▶ **Task details**: Copy out every line of these records without any changes.

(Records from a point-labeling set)

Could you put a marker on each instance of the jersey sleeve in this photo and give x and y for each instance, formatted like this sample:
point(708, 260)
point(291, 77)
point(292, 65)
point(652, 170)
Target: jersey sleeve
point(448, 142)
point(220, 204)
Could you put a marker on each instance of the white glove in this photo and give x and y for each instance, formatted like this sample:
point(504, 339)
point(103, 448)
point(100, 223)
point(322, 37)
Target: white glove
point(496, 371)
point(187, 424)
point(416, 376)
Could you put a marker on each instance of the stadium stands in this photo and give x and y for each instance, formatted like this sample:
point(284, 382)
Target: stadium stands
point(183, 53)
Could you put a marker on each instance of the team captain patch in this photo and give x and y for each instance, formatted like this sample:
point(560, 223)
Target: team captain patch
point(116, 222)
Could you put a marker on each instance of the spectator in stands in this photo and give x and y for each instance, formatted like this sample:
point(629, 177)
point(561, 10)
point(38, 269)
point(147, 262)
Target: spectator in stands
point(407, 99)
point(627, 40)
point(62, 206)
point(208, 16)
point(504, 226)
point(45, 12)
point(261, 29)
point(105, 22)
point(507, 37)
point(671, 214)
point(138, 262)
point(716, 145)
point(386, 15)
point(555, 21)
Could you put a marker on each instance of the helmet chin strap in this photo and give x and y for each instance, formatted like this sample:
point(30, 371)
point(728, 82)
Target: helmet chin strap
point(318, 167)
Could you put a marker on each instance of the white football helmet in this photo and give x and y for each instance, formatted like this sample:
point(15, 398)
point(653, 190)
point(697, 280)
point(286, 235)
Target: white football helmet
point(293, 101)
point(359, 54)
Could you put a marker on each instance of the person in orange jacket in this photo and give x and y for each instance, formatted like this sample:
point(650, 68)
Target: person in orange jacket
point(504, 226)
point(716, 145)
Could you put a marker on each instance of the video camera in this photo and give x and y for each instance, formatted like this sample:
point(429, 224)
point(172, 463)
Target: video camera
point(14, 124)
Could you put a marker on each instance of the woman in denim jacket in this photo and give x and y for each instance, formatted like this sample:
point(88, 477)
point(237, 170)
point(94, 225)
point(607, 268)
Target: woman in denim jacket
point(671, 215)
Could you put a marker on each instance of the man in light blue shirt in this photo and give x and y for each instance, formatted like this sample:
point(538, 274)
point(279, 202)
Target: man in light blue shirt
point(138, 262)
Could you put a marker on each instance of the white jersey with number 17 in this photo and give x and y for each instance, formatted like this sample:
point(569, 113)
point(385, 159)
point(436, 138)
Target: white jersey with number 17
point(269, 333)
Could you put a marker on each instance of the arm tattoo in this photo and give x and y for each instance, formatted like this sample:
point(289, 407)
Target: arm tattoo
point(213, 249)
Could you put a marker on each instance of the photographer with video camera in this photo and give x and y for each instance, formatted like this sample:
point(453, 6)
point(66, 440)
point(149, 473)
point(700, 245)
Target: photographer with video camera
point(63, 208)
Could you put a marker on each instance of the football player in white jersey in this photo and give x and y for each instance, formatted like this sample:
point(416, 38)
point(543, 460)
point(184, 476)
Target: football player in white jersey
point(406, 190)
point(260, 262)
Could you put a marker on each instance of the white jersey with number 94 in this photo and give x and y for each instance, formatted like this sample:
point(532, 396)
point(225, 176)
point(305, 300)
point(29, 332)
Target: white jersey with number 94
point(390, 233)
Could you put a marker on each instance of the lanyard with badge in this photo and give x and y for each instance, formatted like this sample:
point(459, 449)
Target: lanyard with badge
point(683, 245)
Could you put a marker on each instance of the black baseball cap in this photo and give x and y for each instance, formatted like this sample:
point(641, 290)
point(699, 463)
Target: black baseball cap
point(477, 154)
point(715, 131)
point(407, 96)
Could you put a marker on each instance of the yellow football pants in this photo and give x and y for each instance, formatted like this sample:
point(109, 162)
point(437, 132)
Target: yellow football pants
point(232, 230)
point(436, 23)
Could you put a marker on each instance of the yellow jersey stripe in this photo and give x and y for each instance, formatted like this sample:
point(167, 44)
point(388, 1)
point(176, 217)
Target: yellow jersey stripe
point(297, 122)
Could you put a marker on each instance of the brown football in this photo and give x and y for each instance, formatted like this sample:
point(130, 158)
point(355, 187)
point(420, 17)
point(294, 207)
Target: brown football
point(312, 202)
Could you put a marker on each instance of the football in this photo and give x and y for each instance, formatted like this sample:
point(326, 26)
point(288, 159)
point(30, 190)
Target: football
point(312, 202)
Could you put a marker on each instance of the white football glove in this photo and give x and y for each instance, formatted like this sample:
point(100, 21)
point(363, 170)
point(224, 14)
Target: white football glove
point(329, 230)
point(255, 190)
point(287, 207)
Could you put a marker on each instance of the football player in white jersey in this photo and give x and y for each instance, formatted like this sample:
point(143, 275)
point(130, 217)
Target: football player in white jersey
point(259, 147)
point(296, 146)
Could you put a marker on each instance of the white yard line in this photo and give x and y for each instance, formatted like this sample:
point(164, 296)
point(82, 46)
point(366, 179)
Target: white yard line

▶ **Finished exercise**:
Could you put a marker on each instance of the jersey sleeve in this photo and give x and y for each instance, formatted like this sample:
point(708, 260)
point(291, 77)
point(292, 65)
point(652, 170)
Target: jersey sleeve
point(448, 142)
point(220, 204)
Could you put a marker on each instance of the white glove in this photo and give x and y for each instance, formatted like this sample:
point(504, 339)
point(103, 448)
point(100, 223)
point(322, 37)
Target: white glove
point(496, 371)
point(187, 424)
point(416, 376)
Could you put a marker on each instance of the stadium stands in this photo and give x and y for each instance, formatted like this sample:
point(284, 382)
Target: stadium stands
point(183, 53)
Could you put a marker on each instance of the team captain patch in this photo and give x and y for each instance, formatted like this sample:
point(560, 223)
Target: team captain patch
point(116, 222)
Could you put a marker on each instance of the spectator in stands in this photo and give x and y for each instance, formatted like this sample:
point(629, 177)
point(561, 10)
point(38, 269)
point(147, 262)
Target: spectator in stands
point(407, 99)
point(627, 40)
point(62, 206)
point(208, 16)
point(504, 226)
point(45, 12)
point(261, 29)
point(105, 22)
point(507, 37)
point(671, 214)
point(138, 262)
point(716, 145)
point(386, 15)
point(555, 21)
Could you put a marker on each instance of the helmet chin strap in this photo and give x and y for each instance, formatted like this sample:
point(30, 371)
point(728, 82)
Target: helmet chin strap
point(318, 167)
Could you put a marker on each instance of the white football helmet in this photo and give x and y for each instance, formatted like this sample:
point(15, 398)
point(653, 190)
point(697, 280)
point(286, 235)
Target: white football helmet
point(293, 101)
point(359, 54)
Could you put a marker on each instance of the person in orange jacket in this photo and give x and y for each instance, formatted like this sample:
point(650, 68)
Target: person in orange jacket
point(504, 226)
point(716, 145)
Could you put a marker on each instance of the video camera in this photo and give x and y for each instance, formatted like this sample:
point(429, 224)
point(172, 463)
Target: video camera
point(14, 124)
Could you put a marker on each instance of the woman in denim jacket in this photo and give x and y for each instance, formatted like this sample:
point(88, 477)
point(237, 170)
point(94, 225)
point(607, 268)
Target: woman in denim jacket
point(671, 215)
Could you put a marker on each instance of the man in light blue shirt in this photo and give x and y for each instance, formatted like this sample:
point(538, 274)
point(279, 202)
Target: man in light blue shirt
point(138, 262)
Could you put a marker on each instance of the white jersey with number 17 in this photo and give x and y for each instance, formatted like this sample:
point(569, 113)
point(385, 159)
point(436, 138)
Target: white jersey with number 17
point(269, 333)
Could you put a marker on each instance of the arm tattoo in this photo and give x and y for each instance, formatted like this sample:
point(289, 407)
Target: arm tattoo
point(213, 249)
Could you put a marker on each instance of the photographer with video camera in this photo and give x and y for each instance, formatted like this sample:
point(453, 6)
point(66, 440)
point(149, 473)
point(700, 245)
Target: photographer with video camera
point(63, 208)
Could you put a marker on each instance of the football player in white jersey in this photo and give x and y for each instance, formatted like this sample:
point(416, 38)
point(543, 460)
point(184, 476)
Target: football player in white jersey
point(406, 190)
point(260, 262)
Could you put a marker on each instance of the white jersey with number 94 in this photo and give x and y for each instance, formatted like this sample:
point(532, 396)
point(225, 176)
point(305, 300)
point(29, 332)
Target: white jersey with number 94
point(390, 233)
Could you put a marker on each instance of the lanyard with badge in this photo and give x and y for each instance, formatted like this sample:
point(459, 449)
Target: lanyard with badge
point(683, 245)
Could you put a marker on each instance of the black baseball cap in this photo and give x and y for each instance, formatted like this sample:
point(641, 290)
point(699, 463)
Target: black baseball cap
point(477, 154)
point(715, 131)
point(407, 96)
Could you put a marker on each instance of the yellow football pants in this photo and give x and y for each instance, formatted like this sample:
point(109, 162)
point(437, 132)
Target: yellow football pants
point(232, 230)
point(436, 23)
Could you put a marker on each instance of the yellow jersey stripe in this photo and give x and y for each instance, formatted like this sample:
point(167, 44)
point(388, 1)
point(176, 217)
Target: yellow jersey stripe
point(297, 122)
Could you put a marker on each instance of the brown football in this photo and give x and y for each instance, formatted like this sample:
point(130, 158)
point(355, 187)
point(420, 17)
point(294, 207)
Target: brown football
point(312, 202)
Could you put a marker on each instance of the football in this photo and give x and y for each instance, formatted like this sample:
point(326, 26)
point(288, 159)
point(30, 190)
Target: football
point(312, 202)
Could you put a marker on each instance of the white football glove in this photo and give x and y for each instance, formatted like this sample:
point(100, 21)
point(363, 170)
point(224, 14)
Target: white football glove
point(329, 230)
point(255, 190)
point(287, 207)
Could you put a marker on each instance of the football player in white jersey in this photo and give x and y for each instance, formatted like this sample:
point(143, 275)
point(130, 217)
Target: football player in white jersey
point(259, 147)
point(296, 146)
Could you put a marker on each instance of the white yard line in this photo and give x and y for each instance, formatted like this sample:
point(164, 296)
point(82, 46)
point(366, 179)
Target: white yard line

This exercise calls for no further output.